#### ARTICLE:

Avouez que c’est bizarre quand même tout cela ! Il faudra qu’on arrive à le corriger. Parce que si le sacrifice est ce qui me permet d’être reconnu par l’Autre, voilà déjà le bénéfice de ce que j’en reçois : il m’admet comme étant recevable. Je peux m’autoriser des messages que je reçois de lui, je peux les reprendre à mon compte grâce à mon sacrifice. Donc si ce sacrifice me permet d’être reconnu et d’être identifié, il faut avouer très simplement – ce n’est pas compliqué, c’est tellement évident ! – que le lieu où j’ai pris le truc, où je me suis retrouvé habité par le truc de ce sacrifice d’une  partie de la jouissance, ce lieu est très précis ;  c’est même la fonction de ce lieu, bien qu’il ne le dise pas. Ce n’est pas affiché à l’entrée : « Ici on enseigne le sacrifice ». Non ! Je ne l’ai jamais vu en tout cas. Ce lieu, ça s’appelle ?

 

Intervenant – L’objet a

 

Ch. Melman – L’objet a ce n’est pas un lieu !

 

Intervenante – Le langage

 

Ch. Melman – Non, le langage ce n’est pas un lieu non plus ! L’Autre c’est un lieu du langage. Alors, vous voyez, vous ne l’avez pas vu affiché et donc vous ne le savez pas ! C’est quand même bizarre ! Et cependant vous l’avez éprouvé, croyez-moi, parce que vous êtes courtois, vous êtes bien polis, ça montre donc que vous y êtes passés.

 

Intervenante – Le refoulement

 

Ch. Melman – Le refoulement ce n’est pas un lieu, c’est un mécanisme ! Le lieu où ça vous a été enseigné, ça s’appelle la famille. Alors ne me dites pas que vous ne le savez pas quand même ! C’est bien là qu’on vous a appris que pour devenir grand, il fallait sacrifier. Et sacrifie quoi ? Evidemment des parts de jouissance. Et quand vous avez des parents qui sont très éducateurs, la question du curseur va bien évidement se poser.

Puisque ça intéresse quand même directement une partie de l’auditoire - ce sacrifice dans la famille - alors ce que je vais vous dire ça va encore vous faire frémir. Parce qu’on ne le présente pas comme ça, mais néanmoins c’est ça. Qui est-ce qu’on sacrifie dans les familles à part symboliquement des parts de jouissance ? Mais il y a aussi dans la famille des créatures réelles qu’on sacrifie. Vous vous rendez compte ! Comment s’appellent ces créatures ?

#### ENTRÉES EXTRAITES:
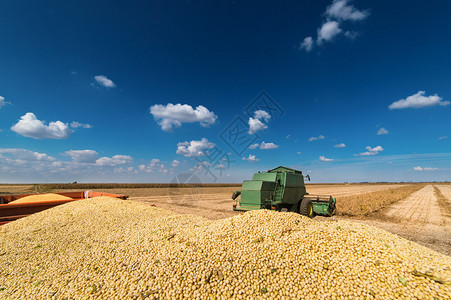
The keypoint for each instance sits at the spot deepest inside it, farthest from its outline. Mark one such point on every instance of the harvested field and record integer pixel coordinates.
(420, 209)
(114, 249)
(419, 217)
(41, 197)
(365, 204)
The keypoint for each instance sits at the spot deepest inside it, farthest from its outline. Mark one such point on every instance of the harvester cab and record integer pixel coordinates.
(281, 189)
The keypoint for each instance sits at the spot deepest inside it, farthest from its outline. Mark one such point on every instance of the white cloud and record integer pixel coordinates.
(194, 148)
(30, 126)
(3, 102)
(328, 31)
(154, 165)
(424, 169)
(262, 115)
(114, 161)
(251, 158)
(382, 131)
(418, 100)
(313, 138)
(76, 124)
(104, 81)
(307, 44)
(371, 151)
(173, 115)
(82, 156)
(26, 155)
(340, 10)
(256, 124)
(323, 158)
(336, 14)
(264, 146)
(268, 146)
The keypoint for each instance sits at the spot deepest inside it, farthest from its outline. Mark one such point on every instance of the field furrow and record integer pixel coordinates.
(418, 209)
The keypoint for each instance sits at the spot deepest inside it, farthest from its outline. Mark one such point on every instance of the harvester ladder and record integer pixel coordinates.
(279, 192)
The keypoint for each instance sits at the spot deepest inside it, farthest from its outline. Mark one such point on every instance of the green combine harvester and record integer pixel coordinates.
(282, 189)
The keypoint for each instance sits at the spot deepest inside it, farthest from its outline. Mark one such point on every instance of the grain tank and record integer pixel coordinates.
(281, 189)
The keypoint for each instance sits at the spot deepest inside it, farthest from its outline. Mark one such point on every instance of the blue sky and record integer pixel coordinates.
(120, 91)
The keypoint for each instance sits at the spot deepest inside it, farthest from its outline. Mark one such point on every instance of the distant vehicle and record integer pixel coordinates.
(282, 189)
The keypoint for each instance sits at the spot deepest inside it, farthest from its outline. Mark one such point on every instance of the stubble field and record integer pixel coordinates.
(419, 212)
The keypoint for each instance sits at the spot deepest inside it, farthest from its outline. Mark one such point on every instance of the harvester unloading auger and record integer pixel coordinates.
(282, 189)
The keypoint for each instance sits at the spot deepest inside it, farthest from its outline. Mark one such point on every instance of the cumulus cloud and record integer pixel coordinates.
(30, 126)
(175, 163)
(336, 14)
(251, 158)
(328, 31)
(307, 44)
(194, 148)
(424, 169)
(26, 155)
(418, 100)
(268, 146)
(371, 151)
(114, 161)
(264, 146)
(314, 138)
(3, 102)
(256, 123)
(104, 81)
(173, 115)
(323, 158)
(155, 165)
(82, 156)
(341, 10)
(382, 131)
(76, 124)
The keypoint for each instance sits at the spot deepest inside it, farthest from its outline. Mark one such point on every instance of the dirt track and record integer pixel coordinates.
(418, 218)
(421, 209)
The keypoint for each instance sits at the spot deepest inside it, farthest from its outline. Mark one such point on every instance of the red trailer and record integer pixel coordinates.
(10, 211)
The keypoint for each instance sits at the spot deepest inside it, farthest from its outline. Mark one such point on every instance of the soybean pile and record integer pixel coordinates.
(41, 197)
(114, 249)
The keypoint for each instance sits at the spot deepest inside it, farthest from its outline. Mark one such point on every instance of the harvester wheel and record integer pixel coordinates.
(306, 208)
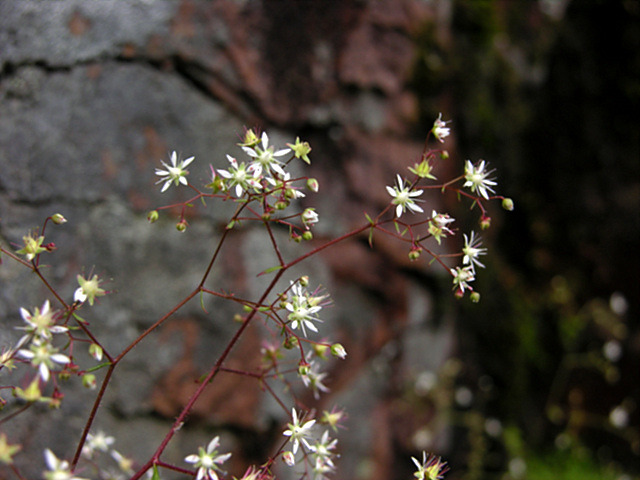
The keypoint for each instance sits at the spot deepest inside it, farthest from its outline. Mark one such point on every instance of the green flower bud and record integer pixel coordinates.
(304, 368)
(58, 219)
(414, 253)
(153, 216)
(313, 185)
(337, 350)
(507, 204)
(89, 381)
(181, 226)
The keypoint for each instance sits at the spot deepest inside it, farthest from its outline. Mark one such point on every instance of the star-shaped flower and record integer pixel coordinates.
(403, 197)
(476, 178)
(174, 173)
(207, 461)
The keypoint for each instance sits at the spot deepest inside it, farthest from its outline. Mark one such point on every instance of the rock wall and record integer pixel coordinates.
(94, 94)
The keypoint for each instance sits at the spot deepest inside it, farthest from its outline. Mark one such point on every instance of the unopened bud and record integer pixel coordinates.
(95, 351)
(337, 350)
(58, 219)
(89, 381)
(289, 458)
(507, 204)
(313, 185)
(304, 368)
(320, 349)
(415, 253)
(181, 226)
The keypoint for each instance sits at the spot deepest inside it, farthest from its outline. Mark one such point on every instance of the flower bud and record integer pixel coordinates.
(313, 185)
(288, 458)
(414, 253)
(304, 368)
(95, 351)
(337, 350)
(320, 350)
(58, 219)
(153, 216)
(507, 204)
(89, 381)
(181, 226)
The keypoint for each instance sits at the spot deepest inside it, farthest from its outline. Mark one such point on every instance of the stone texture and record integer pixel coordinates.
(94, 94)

---

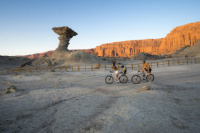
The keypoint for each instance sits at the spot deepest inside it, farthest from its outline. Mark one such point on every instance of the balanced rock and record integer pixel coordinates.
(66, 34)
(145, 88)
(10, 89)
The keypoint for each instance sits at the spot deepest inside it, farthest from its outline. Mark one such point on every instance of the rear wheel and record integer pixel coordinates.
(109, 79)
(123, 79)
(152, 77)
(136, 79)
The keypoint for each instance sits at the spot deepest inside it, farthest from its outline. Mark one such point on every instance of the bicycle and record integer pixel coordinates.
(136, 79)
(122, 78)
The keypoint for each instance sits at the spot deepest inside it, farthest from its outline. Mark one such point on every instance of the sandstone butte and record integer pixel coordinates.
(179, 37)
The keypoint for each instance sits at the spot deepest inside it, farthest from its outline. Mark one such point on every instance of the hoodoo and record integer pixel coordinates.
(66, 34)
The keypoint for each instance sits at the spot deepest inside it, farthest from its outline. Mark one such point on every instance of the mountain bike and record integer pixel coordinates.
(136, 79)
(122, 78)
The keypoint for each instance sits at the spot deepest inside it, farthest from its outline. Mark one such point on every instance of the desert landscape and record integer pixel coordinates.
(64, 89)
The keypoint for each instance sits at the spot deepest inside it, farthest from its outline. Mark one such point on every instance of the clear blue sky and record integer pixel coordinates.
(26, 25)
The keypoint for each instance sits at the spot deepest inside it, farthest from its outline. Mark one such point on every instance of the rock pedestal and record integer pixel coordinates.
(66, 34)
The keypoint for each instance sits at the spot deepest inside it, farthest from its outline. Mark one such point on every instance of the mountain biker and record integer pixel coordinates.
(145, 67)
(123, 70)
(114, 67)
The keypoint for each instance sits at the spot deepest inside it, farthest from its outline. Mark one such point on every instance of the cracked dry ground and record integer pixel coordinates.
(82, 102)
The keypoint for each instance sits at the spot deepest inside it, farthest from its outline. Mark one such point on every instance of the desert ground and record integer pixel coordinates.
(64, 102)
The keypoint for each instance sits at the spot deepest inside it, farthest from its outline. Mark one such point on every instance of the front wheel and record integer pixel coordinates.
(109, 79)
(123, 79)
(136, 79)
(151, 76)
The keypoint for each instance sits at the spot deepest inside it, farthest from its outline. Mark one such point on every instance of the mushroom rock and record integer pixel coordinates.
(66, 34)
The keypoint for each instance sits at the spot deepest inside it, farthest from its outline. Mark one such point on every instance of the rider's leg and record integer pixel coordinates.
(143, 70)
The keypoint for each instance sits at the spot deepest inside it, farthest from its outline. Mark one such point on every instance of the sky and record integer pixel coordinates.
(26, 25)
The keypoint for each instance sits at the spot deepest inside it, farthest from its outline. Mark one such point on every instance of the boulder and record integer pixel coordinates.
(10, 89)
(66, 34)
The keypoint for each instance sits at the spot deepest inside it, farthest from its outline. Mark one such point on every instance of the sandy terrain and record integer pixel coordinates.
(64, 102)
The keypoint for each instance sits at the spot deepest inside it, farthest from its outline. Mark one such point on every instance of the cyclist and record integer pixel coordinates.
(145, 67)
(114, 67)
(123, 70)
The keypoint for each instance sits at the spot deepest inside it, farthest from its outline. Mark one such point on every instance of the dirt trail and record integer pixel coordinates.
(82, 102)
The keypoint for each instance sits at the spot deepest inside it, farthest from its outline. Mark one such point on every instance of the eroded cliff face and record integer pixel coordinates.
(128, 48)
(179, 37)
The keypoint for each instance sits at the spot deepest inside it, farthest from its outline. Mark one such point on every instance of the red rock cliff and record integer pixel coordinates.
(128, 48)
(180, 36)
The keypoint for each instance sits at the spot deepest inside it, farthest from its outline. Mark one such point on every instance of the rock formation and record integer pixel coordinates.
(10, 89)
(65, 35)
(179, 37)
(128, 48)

---

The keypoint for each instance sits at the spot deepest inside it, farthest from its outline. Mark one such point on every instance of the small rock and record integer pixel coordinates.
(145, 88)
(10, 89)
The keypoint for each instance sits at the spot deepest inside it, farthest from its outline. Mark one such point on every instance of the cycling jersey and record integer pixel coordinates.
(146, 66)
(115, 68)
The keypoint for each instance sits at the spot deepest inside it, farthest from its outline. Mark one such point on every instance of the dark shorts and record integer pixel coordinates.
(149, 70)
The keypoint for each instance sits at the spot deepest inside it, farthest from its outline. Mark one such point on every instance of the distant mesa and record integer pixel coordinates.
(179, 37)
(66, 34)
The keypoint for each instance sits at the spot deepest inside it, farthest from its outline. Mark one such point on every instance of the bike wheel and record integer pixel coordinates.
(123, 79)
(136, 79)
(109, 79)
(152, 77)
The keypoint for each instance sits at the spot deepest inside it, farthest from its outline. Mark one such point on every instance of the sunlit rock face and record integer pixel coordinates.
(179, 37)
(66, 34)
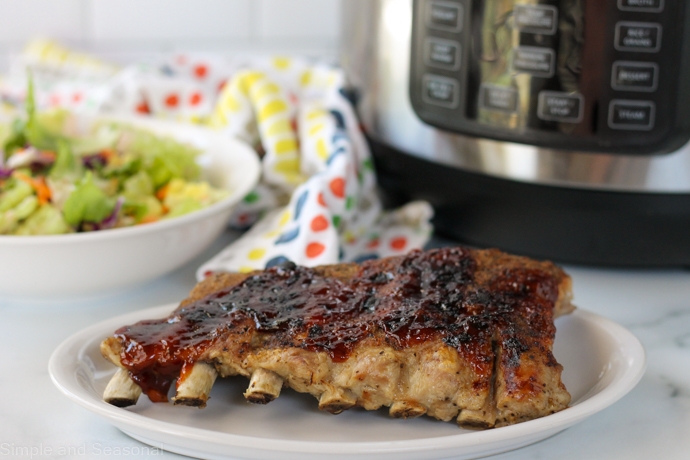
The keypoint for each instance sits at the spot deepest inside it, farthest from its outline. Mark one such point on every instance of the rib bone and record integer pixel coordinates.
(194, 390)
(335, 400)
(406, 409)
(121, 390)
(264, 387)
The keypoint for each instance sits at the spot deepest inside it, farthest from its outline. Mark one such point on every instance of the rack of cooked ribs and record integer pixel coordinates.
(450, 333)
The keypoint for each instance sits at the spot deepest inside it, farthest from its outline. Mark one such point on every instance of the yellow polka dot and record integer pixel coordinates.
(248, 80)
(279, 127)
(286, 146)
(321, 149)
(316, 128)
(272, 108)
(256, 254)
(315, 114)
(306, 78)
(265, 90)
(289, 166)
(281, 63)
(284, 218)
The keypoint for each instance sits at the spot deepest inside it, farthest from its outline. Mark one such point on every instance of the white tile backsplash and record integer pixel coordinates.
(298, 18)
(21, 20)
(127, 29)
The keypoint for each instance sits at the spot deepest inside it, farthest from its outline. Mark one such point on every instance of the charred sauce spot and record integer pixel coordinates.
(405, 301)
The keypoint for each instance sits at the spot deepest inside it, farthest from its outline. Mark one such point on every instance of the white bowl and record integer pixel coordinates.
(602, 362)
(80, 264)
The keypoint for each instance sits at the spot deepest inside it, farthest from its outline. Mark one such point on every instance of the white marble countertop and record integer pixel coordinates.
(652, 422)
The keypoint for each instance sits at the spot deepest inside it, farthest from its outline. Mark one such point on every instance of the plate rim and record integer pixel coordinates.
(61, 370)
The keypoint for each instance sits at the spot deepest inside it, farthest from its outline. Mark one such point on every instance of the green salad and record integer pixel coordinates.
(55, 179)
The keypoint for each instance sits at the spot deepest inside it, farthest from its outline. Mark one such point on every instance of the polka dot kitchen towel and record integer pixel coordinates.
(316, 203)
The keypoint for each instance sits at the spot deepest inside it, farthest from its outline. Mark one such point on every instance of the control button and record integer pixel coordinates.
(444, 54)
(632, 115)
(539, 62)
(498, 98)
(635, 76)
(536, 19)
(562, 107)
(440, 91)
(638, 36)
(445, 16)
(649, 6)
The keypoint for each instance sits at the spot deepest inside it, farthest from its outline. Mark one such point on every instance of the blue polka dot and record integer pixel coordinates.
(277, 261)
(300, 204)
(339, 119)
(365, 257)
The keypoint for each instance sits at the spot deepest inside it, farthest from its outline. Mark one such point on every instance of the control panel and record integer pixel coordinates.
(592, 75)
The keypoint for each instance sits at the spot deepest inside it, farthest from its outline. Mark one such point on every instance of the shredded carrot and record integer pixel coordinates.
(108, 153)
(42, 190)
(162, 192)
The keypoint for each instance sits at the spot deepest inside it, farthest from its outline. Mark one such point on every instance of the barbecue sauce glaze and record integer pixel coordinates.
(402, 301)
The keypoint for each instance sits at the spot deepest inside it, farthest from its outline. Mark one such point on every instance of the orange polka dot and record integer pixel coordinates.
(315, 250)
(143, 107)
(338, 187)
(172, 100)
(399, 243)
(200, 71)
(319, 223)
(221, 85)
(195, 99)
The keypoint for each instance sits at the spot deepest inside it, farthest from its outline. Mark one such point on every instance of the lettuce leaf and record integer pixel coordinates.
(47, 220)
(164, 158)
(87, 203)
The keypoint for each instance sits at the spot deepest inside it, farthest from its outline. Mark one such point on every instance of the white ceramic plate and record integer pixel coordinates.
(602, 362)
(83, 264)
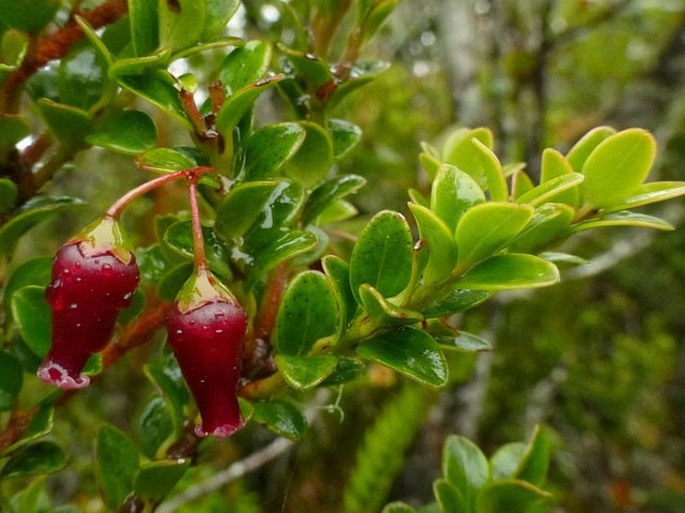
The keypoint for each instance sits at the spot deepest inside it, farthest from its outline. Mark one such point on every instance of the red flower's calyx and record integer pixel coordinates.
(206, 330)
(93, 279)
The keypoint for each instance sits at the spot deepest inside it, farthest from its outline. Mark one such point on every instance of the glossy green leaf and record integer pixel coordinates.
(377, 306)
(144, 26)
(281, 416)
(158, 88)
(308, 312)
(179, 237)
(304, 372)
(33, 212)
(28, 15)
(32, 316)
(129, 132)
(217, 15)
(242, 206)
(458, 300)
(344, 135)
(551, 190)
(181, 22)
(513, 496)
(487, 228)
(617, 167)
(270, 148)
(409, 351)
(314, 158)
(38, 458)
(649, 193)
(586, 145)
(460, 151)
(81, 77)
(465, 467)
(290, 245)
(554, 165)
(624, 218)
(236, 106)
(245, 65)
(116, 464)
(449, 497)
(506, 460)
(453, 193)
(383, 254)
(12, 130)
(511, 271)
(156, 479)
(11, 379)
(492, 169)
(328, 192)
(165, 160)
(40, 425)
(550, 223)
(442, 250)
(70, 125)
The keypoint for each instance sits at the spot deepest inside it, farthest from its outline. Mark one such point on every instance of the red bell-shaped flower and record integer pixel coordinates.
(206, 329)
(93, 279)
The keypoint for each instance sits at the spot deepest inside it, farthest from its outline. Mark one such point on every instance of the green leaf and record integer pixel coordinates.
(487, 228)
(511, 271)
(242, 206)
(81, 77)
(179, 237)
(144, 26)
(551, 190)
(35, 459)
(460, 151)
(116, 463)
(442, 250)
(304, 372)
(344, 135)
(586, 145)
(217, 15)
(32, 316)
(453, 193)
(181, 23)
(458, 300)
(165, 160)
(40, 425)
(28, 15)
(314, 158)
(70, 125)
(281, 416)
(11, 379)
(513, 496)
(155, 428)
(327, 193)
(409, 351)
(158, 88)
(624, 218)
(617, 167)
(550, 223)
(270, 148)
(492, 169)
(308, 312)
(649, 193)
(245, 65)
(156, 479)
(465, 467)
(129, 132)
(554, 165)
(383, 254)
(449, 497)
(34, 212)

#### EXERCICE PROPOSÉ 1:
Traduisez en anglais cette phrase de l’article sur le sacrifice : « Le refoulement ce n’est pas un lieu, c’est un mécanisme ! »
#### EXERCICE PROPOSÉ 2:
Dites si chacune de ces affirmations concorde avec l’article sur le sacrifice, en répondant par oui ou par non et en citant les mots décisifs du texte : (a) Pour Ch. Melman, l’objet a est un lieu. (b) Le lieu où l’on apprend le sacrifice s’appelle la famille. (c) Un écriteau à l’entrée de ce lieu annonce qu’on y enseigne le sacrifice.
#### EXERCICE PROPOSÉ 3:
Poursuivez l’article sur le sacrifice dans la famille à la suite de sa dernière phrase.
Les entrées ne sont d’aucune utilité ici.

#### RÉPONSE 1:
Repression is not a place, it's a mechanism!

#### RÉPONSE 2:
(a) Non : « L’objet a ce n’est pas un lieu ! »
(b) Oui : « Le lieu où ça vous a été enseigné, ça s’appelle la famille. »
(c) Non : « Ce n’est pas affiché à l’entrée »

#### RÉPONSE 3:
 

Intervenante – Les filles

 

Ch. Melman – Mais oui, les filles parce qu’elles ne sont pas encore femmes. Mais les filles, mais oui ! On les expulse et ça fait partie de l’échange. Ça s’appelle l’échange généralisé des femmes. Je vous pose une question sérieuse : pourquoi on ne les garde pas dans la famille bien au chaud ? Vous ne voulez pas ça ? On resterait entre soi ! Pourquoi est-ce qu’on a besoin de faire venir des étrangères et puis d’envoyer dans la nature, comme ça, ses propres enfants s’exposer à Dieu sait quoi ? Ce n’est jamais garanti ! On ne sait jamais ce qui va se passer ! Vous trouvez ça bien vous ?

 

Intervenante – Pour le plaisir du phallus ?

 

Ch. Melman – Pour le plaisir du phallus ? Faut y penser ! Faut pas le frustrer celui-là ! Mais quand même ! En tout cas les filles elles se posent la question tout de même ! Elles posent la question à leur père ! Qu’est-ce que ça signifie cette affaire ?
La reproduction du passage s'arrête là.